### Required actions
1. Using the biographical passage on Maupertuis, explain in one to three sentences why his work in natural history is considered interesting in relation to modern science.
2. From the biographical passage on Maupertuis, quote the part that opens with the words containing "Maupertuis was born" and closes with "Académie des Sciences.".
3. According to the biographical passage on Maupertuis, in what year was he admitted to the Académie des Sciences?
---------- Passage given ----------
Pierre-Louis Moreau de Maupertuis (Saint-Malo, 7 juli 1698 - Bazel, 27 juli 1759) was een Frans wiskundige, astronoom, natuurvorser en filosoof in de tijd van de Verlichting. Hij is vooral bekend van de ontdekking van het principe van de kleinste werking, maar bestudeerde ook de vorm van de Aarde en was mogelijk tot het inzicht gekomen van natuurlijke selectie, meer dan een eeuw voor Darwins evolutietheorie.

Wikipedia Biographical Summary:

"...Pierre-Louis Moreau de Maupertuis (1698 – 27 July 1759) was a French mathematician, philosopher and man of letters. He became the Director of the Académie des Sciences, and the first President of the Prussian Academy of Science, at the invitation of Frederick the Great.

Maupertuis made an expedition to Lapland to determine the shape of the Earth. He is often credited with having invented the principle of least action; a version is known as Maupertuis' principle – an integral equation that determines the path followed by a physical system. His work in natural history is interesting in relation to modern science, since he touched on aspects of heredity and the struggle for life.

Maupertuis was born at Saint-Malo, France, to a moderately wealthy family of merchant-corsairs. His father, Renė, had been involved in a number of enterprises that were central to the monarchy so that he thrived socially and politically.[2] The son was educated in mathematics by a private tutor, and upon completing his formal education his father secured him a largely honorific cavalry commission. After three years in the cavalry, during which time he became acquainted with fashionable social and mathematical circles, he moved to Paris and began building his reputation as a mathematician and literary wit. In 1723 he was admitted to the Académie des Sciences.
---------- Extracted entries ----------
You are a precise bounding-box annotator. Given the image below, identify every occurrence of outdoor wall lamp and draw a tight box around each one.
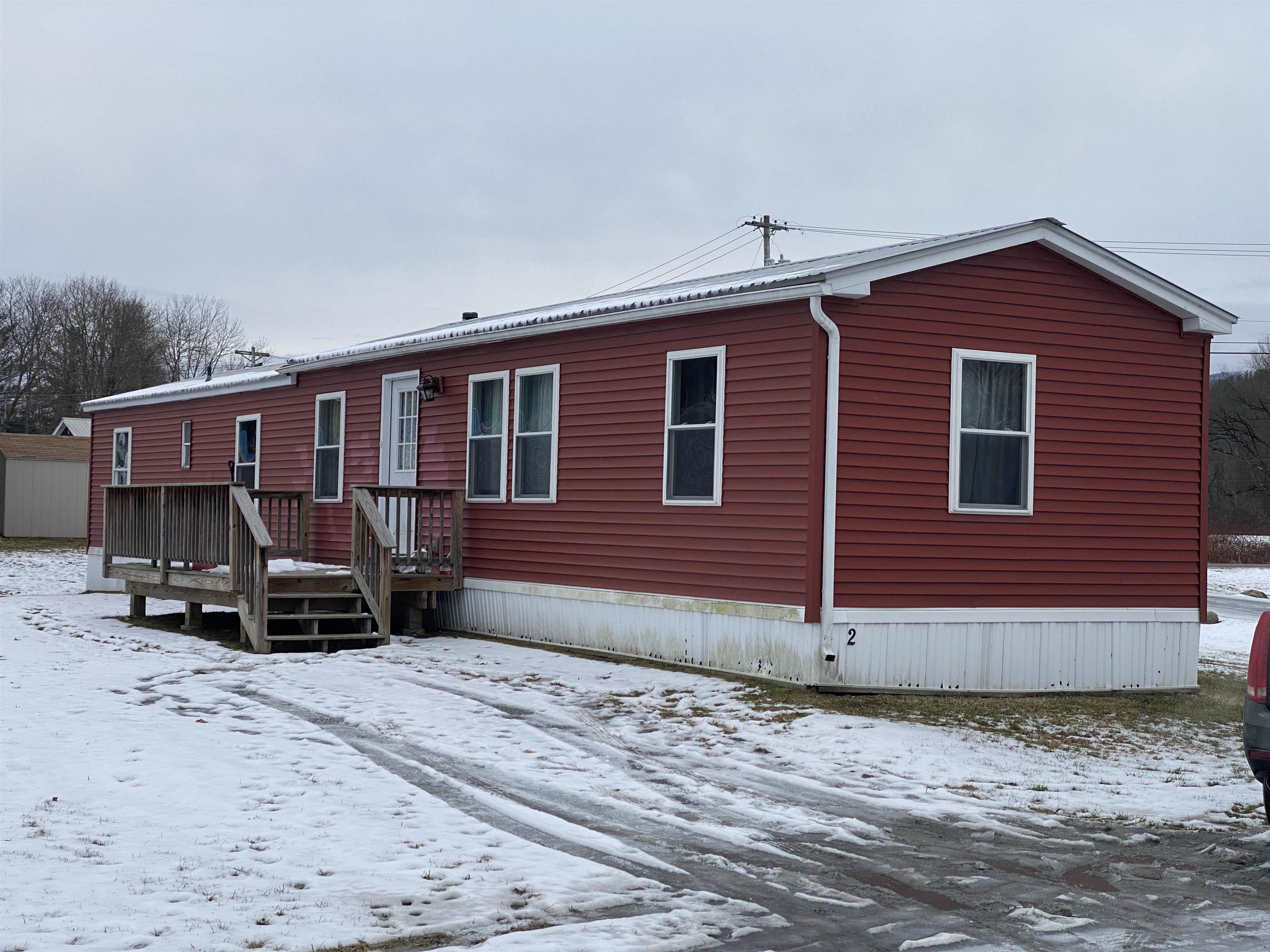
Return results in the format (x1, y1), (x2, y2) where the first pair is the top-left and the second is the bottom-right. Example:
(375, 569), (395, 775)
(419, 373), (446, 404)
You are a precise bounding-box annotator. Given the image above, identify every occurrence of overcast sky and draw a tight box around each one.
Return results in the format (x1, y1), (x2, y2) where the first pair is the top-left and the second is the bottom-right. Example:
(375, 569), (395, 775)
(0, 0), (1270, 371)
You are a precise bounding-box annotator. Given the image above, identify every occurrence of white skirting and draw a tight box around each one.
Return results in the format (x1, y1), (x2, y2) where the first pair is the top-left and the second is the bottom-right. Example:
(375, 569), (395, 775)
(438, 579), (1199, 693)
(84, 546), (123, 592)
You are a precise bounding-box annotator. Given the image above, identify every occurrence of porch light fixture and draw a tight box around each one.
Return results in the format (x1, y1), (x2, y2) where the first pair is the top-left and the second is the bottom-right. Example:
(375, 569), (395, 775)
(419, 373), (446, 404)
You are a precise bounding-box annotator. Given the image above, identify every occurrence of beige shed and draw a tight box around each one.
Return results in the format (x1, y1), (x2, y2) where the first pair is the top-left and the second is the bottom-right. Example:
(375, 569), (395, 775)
(0, 433), (91, 538)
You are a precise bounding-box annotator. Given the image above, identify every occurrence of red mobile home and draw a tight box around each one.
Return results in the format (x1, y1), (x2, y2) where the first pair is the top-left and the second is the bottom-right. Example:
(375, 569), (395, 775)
(84, 219), (1236, 692)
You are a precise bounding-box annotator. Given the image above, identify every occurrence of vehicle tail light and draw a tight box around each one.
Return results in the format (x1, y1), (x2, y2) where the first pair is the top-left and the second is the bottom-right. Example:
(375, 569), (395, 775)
(1249, 612), (1270, 704)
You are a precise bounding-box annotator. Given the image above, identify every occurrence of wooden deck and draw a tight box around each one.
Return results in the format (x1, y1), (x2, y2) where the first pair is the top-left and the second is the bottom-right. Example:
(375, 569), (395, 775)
(102, 482), (463, 652)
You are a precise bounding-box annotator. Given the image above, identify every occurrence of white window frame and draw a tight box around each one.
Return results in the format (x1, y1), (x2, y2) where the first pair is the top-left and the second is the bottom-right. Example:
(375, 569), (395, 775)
(510, 363), (560, 503)
(463, 371), (512, 503)
(310, 390), (347, 504)
(234, 414), (264, 489)
(110, 426), (132, 486)
(949, 348), (1036, 515)
(662, 347), (728, 505)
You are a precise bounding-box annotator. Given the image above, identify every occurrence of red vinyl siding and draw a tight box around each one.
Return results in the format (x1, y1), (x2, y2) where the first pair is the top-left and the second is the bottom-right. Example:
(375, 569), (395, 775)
(89, 302), (824, 605)
(827, 245), (1208, 607)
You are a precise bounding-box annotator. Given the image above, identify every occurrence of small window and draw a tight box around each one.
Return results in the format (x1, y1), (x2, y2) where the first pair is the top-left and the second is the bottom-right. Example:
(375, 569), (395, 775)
(949, 350), (1036, 515)
(110, 426), (132, 486)
(392, 388), (419, 472)
(467, 371), (509, 503)
(512, 364), (560, 503)
(662, 347), (725, 505)
(314, 393), (344, 503)
(234, 414), (260, 489)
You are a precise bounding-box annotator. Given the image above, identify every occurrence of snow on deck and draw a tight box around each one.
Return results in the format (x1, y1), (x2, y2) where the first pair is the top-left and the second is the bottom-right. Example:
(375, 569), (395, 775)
(0, 552), (1260, 952)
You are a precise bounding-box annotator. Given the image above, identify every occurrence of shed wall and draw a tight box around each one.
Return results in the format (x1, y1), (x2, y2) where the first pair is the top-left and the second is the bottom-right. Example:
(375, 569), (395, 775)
(827, 245), (1208, 609)
(4, 459), (88, 538)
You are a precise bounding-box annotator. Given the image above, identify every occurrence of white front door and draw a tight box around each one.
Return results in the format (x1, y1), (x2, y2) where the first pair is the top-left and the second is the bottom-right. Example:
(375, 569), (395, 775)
(380, 371), (419, 555)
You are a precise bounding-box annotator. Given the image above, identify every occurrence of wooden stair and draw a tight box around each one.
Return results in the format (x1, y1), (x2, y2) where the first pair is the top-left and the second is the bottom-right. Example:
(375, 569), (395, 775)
(263, 589), (387, 651)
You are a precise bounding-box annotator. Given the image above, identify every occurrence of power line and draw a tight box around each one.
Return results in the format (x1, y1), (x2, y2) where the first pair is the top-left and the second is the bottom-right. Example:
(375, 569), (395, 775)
(628, 231), (749, 290)
(652, 235), (762, 287)
(587, 225), (742, 297)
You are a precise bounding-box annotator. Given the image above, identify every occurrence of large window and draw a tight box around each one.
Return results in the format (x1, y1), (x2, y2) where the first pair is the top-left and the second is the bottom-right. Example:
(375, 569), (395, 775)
(467, 371), (511, 503)
(662, 347), (725, 505)
(110, 426), (132, 486)
(314, 392), (344, 503)
(512, 364), (560, 503)
(234, 414), (260, 489)
(949, 350), (1036, 515)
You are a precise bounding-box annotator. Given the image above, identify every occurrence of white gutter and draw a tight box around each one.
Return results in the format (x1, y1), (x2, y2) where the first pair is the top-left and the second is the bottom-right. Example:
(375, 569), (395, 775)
(810, 295), (842, 657)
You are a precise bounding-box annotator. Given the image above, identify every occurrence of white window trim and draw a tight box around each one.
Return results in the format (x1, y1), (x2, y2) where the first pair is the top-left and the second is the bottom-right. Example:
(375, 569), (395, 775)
(463, 371), (512, 503)
(380, 371), (422, 486)
(110, 426), (132, 486)
(949, 348), (1036, 515)
(510, 363), (560, 503)
(234, 414), (264, 489)
(662, 347), (728, 505)
(310, 390), (346, 505)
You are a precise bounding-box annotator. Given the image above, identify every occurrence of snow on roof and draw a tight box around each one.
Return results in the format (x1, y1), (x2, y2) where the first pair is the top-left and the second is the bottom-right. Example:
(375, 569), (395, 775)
(80, 363), (294, 412)
(53, 416), (93, 437)
(0, 433), (90, 462)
----------
### Solutions by task
1. His work in natural history is considered interesting in relation to modern science because he touched on aspects of heredity and the struggle for life.

2.
Maupertuis was born at Saint-Malo, France, to a moderately wealthy family of merchant-corsairs. His father, Renė, had been involved in a number of enterprises that were central to the monarchy so that he thrived socially and politically.[2] The son was educated in mathematics by a private tutor, and upon completing his formal education his father secured him a largely honorific cavalry commission. After three years in the cavalry, during which time he became acquainted with fashionable social and mathematical circles, he moved to Paris and began building his reputation as a mathematician and literary wit. In 1723 he was admitted to the Académie des Sciences.

3. He was admitted to the Académie des Sciences in 1723.